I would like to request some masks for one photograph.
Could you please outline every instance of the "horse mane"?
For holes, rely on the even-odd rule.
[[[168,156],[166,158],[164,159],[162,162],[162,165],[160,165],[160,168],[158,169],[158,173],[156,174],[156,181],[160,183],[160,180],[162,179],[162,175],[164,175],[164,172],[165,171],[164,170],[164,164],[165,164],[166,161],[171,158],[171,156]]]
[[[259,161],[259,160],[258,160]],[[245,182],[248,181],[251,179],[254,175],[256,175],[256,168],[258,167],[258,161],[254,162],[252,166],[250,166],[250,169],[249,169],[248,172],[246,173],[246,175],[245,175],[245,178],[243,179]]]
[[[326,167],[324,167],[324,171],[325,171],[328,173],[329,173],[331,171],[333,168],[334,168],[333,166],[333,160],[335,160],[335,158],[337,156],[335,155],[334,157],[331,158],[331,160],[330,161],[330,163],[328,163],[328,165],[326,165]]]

Requirement: Rescale the data above by writing out every line again, requests included, with each coordinate in the answers multiplied by 1.8 and rounded to a whole number, halves rounding up.

Written solution:
I would like to request some masks for one photograph.
Could you please outline every instance of the "horse mane"?
For holes, rely on the even-odd rule.
[[[302,281],[299,284],[295,286],[292,292],[292,297],[288,297],[288,302],[284,304],[284,311],[281,313],[281,326],[288,329],[288,324],[292,322],[292,315],[295,315],[295,310],[297,308],[295,306],[295,295],[297,295],[299,290],[308,284],[308,281]]]
[[[466,290],[466,288],[464,288]],[[441,328],[446,326],[452,322],[457,315],[461,315],[461,302],[464,301],[464,290],[457,292],[454,299],[450,299],[450,304],[448,304],[446,310],[443,311],[443,315],[441,315],[441,320],[437,322]]]
[[[587,301],[583,301],[583,308],[585,308],[590,311],[592,311],[596,308],[599,302],[601,302],[599,299],[599,288],[603,288],[603,284],[607,281],[603,279],[601,283],[596,284],[596,288],[594,290],[594,293],[590,293],[590,297],[587,297]]]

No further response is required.